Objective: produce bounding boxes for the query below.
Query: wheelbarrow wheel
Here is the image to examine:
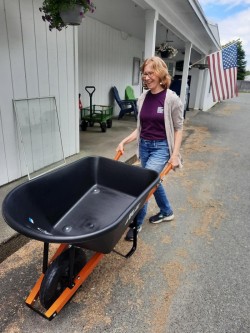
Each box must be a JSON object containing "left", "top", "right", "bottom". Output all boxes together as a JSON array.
[
  {"left": 80, "top": 120, "right": 88, "bottom": 131},
  {"left": 107, "top": 119, "right": 112, "bottom": 128},
  {"left": 39, "top": 248, "right": 87, "bottom": 309},
  {"left": 100, "top": 122, "right": 107, "bottom": 132}
]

• **WHAT YOU NEED TO DO**
Can you recast the material above as a Markdown table with a column named Row for the row number and a column named Text for each line, skipping any blank lines and leaving the picture out?

• **RESULT FOR THIS EXERCISE**
| Row | Text |
|---|---|
| 1 | Objective: produce bounding boxes for the query below. |
| 2 | Query: wheelbarrow wheel |
| 3 | Here is the image to examine: |
| 4 | Each box must be a JSON object containing "left", "top", "right", "bottom". Output all boxes together as a JSON array. |
| 5 | [ |
| 6 |   {"left": 80, "top": 120, "right": 88, "bottom": 131}, |
| 7 |   {"left": 107, "top": 119, "right": 112, "bottom": 128}, |
| 8 |   {"left": 39, "top": 248, "right": 87, "bottom": 309}, |
| 9 |   {"left": 100, "top": 122, "right": 107, "bottom": 132} |
| 10 | ] |